▶ **STATED PROBLEM**
Reproduce the listing verbatim.
━━━━━ RECORDS FOR THE EXERCISE
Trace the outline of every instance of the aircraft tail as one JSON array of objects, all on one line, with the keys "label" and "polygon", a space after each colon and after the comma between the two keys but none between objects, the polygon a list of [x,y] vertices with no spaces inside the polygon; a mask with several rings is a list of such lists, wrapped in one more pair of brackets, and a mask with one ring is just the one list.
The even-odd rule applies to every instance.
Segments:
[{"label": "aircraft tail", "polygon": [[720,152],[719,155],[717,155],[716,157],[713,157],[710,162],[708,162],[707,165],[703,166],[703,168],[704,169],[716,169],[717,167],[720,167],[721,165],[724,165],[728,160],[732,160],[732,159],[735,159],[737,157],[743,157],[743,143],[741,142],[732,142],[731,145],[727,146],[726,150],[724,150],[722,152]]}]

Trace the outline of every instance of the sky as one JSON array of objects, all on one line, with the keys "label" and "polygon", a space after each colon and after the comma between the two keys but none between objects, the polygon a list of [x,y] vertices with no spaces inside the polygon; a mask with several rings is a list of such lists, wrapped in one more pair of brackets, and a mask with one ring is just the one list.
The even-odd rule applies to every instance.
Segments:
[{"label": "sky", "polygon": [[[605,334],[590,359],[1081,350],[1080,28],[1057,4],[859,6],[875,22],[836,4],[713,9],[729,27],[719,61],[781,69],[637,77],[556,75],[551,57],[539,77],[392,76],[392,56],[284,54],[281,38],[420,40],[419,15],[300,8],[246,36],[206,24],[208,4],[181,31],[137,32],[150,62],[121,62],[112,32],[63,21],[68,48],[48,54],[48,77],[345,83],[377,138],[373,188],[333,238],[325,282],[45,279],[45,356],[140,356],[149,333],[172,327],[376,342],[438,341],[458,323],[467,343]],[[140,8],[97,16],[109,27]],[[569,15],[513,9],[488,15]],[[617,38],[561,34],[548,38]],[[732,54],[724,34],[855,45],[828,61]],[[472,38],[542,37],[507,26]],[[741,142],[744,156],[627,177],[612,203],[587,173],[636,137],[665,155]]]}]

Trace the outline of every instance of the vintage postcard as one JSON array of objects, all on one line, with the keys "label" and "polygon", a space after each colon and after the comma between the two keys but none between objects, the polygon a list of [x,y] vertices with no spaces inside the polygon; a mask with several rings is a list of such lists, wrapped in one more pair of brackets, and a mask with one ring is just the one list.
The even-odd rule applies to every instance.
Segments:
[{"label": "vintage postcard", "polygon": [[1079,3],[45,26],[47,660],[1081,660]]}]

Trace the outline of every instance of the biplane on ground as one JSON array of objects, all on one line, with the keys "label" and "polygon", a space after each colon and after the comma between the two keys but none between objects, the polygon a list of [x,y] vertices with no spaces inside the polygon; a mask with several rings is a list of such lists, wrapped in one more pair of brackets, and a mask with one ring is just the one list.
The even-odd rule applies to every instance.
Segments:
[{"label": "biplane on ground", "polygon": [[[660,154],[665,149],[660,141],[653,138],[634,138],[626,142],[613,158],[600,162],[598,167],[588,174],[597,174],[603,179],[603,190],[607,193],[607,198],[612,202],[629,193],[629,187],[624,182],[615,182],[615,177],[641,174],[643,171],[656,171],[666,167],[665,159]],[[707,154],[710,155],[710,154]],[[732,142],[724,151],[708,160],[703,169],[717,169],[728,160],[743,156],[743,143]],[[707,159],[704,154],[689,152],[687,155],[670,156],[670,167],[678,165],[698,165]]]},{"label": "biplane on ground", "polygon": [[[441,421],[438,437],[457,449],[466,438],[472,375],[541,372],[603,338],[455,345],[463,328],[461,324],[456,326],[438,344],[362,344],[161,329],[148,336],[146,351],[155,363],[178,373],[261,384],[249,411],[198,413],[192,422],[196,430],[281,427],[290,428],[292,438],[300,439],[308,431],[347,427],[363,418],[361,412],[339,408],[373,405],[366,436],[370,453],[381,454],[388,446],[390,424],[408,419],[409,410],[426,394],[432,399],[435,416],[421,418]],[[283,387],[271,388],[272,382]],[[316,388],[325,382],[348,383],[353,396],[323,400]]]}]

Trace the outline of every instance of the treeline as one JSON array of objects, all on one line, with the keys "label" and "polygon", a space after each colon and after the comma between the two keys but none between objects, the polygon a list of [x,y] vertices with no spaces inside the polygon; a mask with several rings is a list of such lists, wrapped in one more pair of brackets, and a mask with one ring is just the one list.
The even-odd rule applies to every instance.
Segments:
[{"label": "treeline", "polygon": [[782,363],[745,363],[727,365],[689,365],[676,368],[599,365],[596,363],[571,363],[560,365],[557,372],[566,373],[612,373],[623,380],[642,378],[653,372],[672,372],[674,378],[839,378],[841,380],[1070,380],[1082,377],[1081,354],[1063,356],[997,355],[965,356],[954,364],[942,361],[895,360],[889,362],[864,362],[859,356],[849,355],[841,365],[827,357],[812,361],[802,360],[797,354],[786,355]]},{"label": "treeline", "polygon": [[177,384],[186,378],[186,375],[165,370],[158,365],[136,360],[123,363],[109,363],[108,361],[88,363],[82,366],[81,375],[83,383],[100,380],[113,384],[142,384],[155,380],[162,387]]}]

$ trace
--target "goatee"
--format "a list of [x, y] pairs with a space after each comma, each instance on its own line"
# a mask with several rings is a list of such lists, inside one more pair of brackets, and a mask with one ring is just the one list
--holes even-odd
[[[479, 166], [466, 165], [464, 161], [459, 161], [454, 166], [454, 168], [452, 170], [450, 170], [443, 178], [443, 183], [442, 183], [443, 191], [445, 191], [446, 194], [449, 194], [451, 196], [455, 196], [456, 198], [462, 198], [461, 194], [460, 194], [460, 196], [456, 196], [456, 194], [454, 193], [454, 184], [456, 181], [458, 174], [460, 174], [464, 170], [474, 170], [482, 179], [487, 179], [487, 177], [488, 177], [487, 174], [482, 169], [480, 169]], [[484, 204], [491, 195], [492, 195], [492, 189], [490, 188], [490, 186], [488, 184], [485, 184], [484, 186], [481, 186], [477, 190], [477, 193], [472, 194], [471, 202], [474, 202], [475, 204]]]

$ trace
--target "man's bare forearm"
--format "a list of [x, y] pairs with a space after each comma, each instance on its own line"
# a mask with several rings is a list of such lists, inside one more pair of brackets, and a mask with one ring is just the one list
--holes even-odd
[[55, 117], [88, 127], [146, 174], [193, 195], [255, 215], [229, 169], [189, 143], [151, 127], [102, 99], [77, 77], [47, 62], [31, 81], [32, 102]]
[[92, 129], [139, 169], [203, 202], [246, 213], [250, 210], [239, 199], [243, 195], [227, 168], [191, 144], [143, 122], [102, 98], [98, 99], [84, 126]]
━━━━━━━━━━
▶ **RESULT FOR THIS TASK**
Trace the outline of every instance of the aircraft tail as one JSON array of objects, all on one line, with the keys "label" and "polygon", a space after each colon and after the comma between the two keys but none between objects, the polygon a list of [x,y] vertices with no spaces inside the polygon; a mask with several rings is a list of such lists, wrapped in one more pair of brackets, and a mask with one ring is just the one list.
The even-odd rule applies to every instance.
Segments:
[{"label": "aircraft tail", "polygon": [[720,152],[719,155],[717,155],[716,157],[713,157],[710,162],[708,162],[707,165],[703,166],[703,168],[704,169],[716,169],[717,167],[720,167],[721,165],[724,165],[728,160],[732,160],[732,159],[735,159],[737,157],[743,157],[743,143],[741,142],[732,142],[731,145],[727,146],[726,150],[724,150],[722,152]]}]

Trace the outline of every instance of the sky as one JSON array of objects, all on one line, with the keys "label" and "polygon", a space after each colon and after the comma between the two keys but none between objects, the polygon a list of [x,y] vertices with no spaces inside the polygon; a mask with several rings is a list of such lists, wrapped in one more pair of brackets, and a mask with one ring is just the one list.
The even-odd rule applies to every instance.
Segments:
[{"label": "sky", "polygon": [[[605,334],[590,359],[1081,350],[1080,28],[1057,4],[859,6],[875,22],[836,4],[713,9],[729,27],[719,61],[781,69],[637,77],[556,75],[551,57],[539,77],[392,76],[392,56],[284,54],[281,38],[420,40],[419,15],[300,8],[246,36],[206,24],[208,4],[181,31],[137,32],[150,62],[121,62],[112,32],[63,21],[68,48],[48,54],[48,77],[345,83],[377,138],[373,188],[333,238],[325,282],[45,279],[45,356],[140,356],[149,333],[172,327],[376,342],[438,341],[458,323],[467,343]],[[140,8],[97,16],[109,27]],[[569,15],[513,9],[488,15]],[[617,38],[561,34],[548,38]],[[732,54],[724,34],[855,45],[828,61]],[[472,38],[542,37],[507,26]],[[741,142],[744,156],[627,177],[612,203],[587,173],[636,137],[665,155]]]}]

Trace the outline of every instance of the vintage postcard as one JSON array of objects, all on one line, with the keys "label" and "polygon", a space after each colon and after the comma between the two keys but none between objects, the polygon a list of [x,y] vertices with no spaces inside the polygon; a mask with several rings is a list of such lists, wrapped in one more pair of brackets, and a mask with one ring is just the one list.
The even-odd rule applies to every instance.
Segments:
[{"label": "vintage postcard", "polygon": [[1079,3],[45,26],[47,660],[1081,660]]}]

Trace the outline of every instance of the biplane on ground as one JSON array of objects, all on one line, with the keys "label" and "polygon", a space after each colon and after the comma between the two keys but none between objects, the polygon a list of [x,y] vertices with no spaces inside the polygon; a mask with several rings is a list of such lists, wrapped in one more pair of brackets, and a mask with one ring is just the one list.
The even-odd rule applies to every instance.
Segments:
[{"label": "biplane on ground", "polygon": [[[660,154],[665,149],[660,141],[653,138],[634,138],[626,142],[613,158],[600,162],[598,167],[588,174],[597,174],[603,179],[603,190],[607,193],[607,198],[612,202],[629,193],[629,187],[624,182],[615,182],[615,177],[641,174],[643,171],[656,171],[666,167],[665,159]],[[707,154],[710,155],[710,154]],[[732,142],[724,151],[708,160],[703,169],[717,169],[728,160],[743,156],[743,143]],[[707,159],[704,154],[689,152],[687,155],[670,156],[670,167],[678,165],[698,165]]]},{"label": "biplane on ground", "polygon": [[[441,421],[438,437],[457,449],[466,438],[472,375],[541,372],[603,338],[455,345],[463,328],[461,324],[456,326],[438,344],[362,344],[161,329],[148,336],[146,351],[155,363],[178,373],[261,384],[249,411],[198,413],[192,422],[196,430],[281,427],[290,428],[292,438],[300,439],[308,431],[347,427],[363,418],[361,412],[339,408],[373,405],[366,436],[370,453],[381,454],[388,446],[390,424],[408,419],[409,410],[426,394],[432,399],[435,416],[421,418]],[[283,387],[271,388],[272,382]],[[316,388],[325,382],[348,383],[353,396],[323,400]]]}]

Trace the outline of every instance of the treeline as one JSON array of objects, all on one line, with the keys "label" and "polygon", a space after each colon and after the comma between the two keys but none between objects, the polygon a list of [x,y] vertices with no spaces inside the polygon; a mask with several rings is a list of such lists, wrapped in one more pair of brackets, and a mask with one ring is just the one list.
The even-odd rule applies to every instance.
Segments:
[{"label": "treeline", "polygon": [[782,363],[745,363],[727,365],[689,365],[676,368],[599,365],[596,363],[571,363],[560,365],[557,372],[566,373],[612,373],[623,380],[642,378],[653,372],[672,372],[674,378],[839,378],[841,380],[1070,380],[1082,377],[1081,354],[1063,356],[997,355],[965,356],[954,364],[942,361],[895,360],[889,362],[864,362],[859,356],[849,355],[841,365],[827,357],[812,361],[802,360],[797,354],[786,355]]},{"label": "treeline", "polygon": [[177,384],[186,378],[186,375],[165,370],[158,365],[136,360],[123,363],[109,363],[108,361],[88,363],[82,366],[81,375],[83,383],[100,380],[113,384],[142,384],[155,380],[162,387]]}]

$ trace
--target "goatee"
--format "a list of [x, y] pairs with a space after each comma, each instance on its own line"
# a mask with several rings is a list of such lists, inside one more pair of brackets, and a mask with one ring is just the one list
--holes even-odd
[[[479, 166], [466, 165], [464, 161], [459, 161], [454, 166], [454, 168], [452, 170], [450, 170], [443, 178], [443, 183], [442, 183], [443, 191], [445, 191], [446, 194], [449, 194], [451, 196], [455, 196], [456, 198], [462, 198], [461, 194], [460, 194], [460, 196], [456, 196], [456, 194], [454, 193], [454, 184], [456, 181], [458, 174], [460, 174], [464, 170], [474, 170], [482, 179], [487, 179], [487, 177], [488, 177], [487, 174], [482, 169], [480, 169]], [[484, 204], [491, 195], [492, 195], [492, 189], [490, 188], [490, 186], [488, 184], [485, 184], [484, 186], [481, 186], [477, 190], [477, 193], [472, 194], [471, 202], [474, 202], [475, 204]]]

$ trace
--target "man's bare forearm"
--format "a list of [x, y] pairs with a space after each comma, each instance on its own line"
# a mask with several rings is a list of such lists, inside one more pair of brackets, and a mask with one ring is just the one list
--holes even-odd
[[55, 117], [88, 127], [146, 174], [193, 195], [255, 215], [229, 169], [189, 143], [151, 127], [102, 99], [77, 77], [47, 62], [31, 81], [32, 102]]
[[92, 129], [139, 169], [203, 202], [246, 213], [250, 210], [239, 199], [243, 195], [227, 168], [191, 144], [143, 122], [102, 98], [98, 99], [84, 126]]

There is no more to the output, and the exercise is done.